**REQUIRED WORK**
Write out all the lines again, precisely as they stand, but without the images.

'''

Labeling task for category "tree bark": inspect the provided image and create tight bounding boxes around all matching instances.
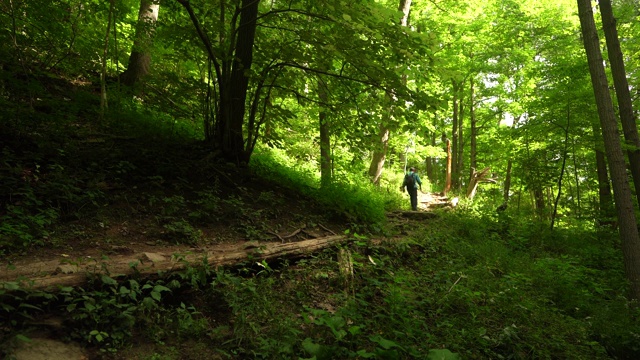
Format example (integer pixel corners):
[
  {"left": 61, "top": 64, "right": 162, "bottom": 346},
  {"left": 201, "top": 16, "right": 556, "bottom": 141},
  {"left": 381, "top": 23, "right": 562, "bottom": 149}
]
[
  {"left": 451, "top": 80, "right": 462, "bottom": 188},
  {"left": 369, "top": 0, "right": 412, "bottom": 185},
  {"left": 100, "top": 0, "right": 115, "bottom": 120},
  {"left": 502, "top": 158, "right": 513, "bottom": 204},
  {"left": 469, "top": 78, "right": 478, "bottom": 186},
  {"left": 318, "top": 79, "right": 331, "bottom": 188},
  {"left": 120, "top": 0, "right": 160, "bottom": 90},
  {"left": 369, "top": 124, "right": 390, "bottom": 185},
  {"left": 456, "top": 87, "right": 464, "bottom": 189},
  {"left": 578, "top": 0, "right": 640, "bottom": 299},
  {"left": 551, "top": 103, "right": 571, "bottom": 231},
  {"left": 598, "top": 0, "right": 640, "bottom": 205},
  {"left": 0, "top": 235, "right": 348, "bottom": 289},
  {"left": 221, "top": 0, "right": 260, "bottom": 163},
  {"left": 442, "top": 139, "right": 451, "bottom": 195}
]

'''

**RESPONSE TO THIS EXERCISE**
Labeling task for category "tree bark": inspect the provided image and create tight bounding boxes around all matching instances.
Format example (integer pixel corners):
[
  {"left": 61, "top": 64, "right": 162, "bottom": 346},
  {"left": 201, "top": 16, "right": 556, "bottom": 141},
  {"left": 381, "top": 23, "right": 562, "bottom": 149}
]
[
  {"left": 451, "top": 80, "right": 462, "bottom": 188},
  {"left": 369, "top": 0, "right": 412, "bottom": 185},
  {"left": 100, "top": 0, "right": 115, "bottom": 120},
  {"left": 502, "top": 158, "right": 513, "bottom": 204},
  {"left": 469, "top": 78, "right": 478, "bottom": 186},
  {"left": 318, "top": 79, "right": 331, "bottom": 188},
  {"left": 120, "top": 0, "right": 160, "bottom": 90},
  {"left": 369, "top": 124, "right": 390, "bottom": 185},
  {"left": 456, "top": 87, "right": 464, "bottom": 189},
  {"left": 578, "top": 0, "right": 640, "bottom": 299},
  {"left": 551, "top": 103, "right": 571, "bottom": 231},
  {"left": 598, "top": 0, "right": 640, "bottom": 205},
  {"left": 0, "top": 235, "right": 348, "bottom": 289},
  {"left": 221, "top": 0, "right": 260, "bottom": 163},
  {"left": 442, "top": 139, "right": 451, "bottom": 195}
]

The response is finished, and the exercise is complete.